*Detection annotation records*:
☆ ☆ ☆ ☆

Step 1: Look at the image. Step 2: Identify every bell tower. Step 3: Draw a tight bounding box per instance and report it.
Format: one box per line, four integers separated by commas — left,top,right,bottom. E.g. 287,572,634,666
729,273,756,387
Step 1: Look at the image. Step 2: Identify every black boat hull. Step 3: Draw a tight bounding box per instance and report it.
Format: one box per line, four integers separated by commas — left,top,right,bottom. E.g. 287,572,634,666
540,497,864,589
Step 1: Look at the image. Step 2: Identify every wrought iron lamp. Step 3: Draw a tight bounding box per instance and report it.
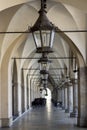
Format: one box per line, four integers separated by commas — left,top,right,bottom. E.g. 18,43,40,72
30,0,56,53
38,53,51,72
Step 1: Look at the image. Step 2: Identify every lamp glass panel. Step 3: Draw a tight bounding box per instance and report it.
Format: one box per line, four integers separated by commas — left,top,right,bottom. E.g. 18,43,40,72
50,30,55,48
33,31,41,47
41,30,51,47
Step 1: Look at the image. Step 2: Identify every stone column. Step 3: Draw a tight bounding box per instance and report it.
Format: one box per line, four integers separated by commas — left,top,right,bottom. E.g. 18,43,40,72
64,87,67,110
70,79,78,117
62,87,64,110
65,83,73,112
77,67,87,127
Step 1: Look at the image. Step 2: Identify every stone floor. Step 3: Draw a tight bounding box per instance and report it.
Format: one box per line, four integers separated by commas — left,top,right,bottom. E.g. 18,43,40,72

☆ ☆ ☆ ☆

*Goal*: Report every line of the material above that contains the string "lamp", treating uppercase and lowercase letters as different.

*Response to this task*:
Step 1: Look at the image. Step 2: Identify every wrought iron lamp. Step 3: Draw a tight bounding box per instance and report it.
Step 1: Look at the image. Step 2: Identify every lamp glass panel. Step 3: Draw a tight bounding box per instance and report it.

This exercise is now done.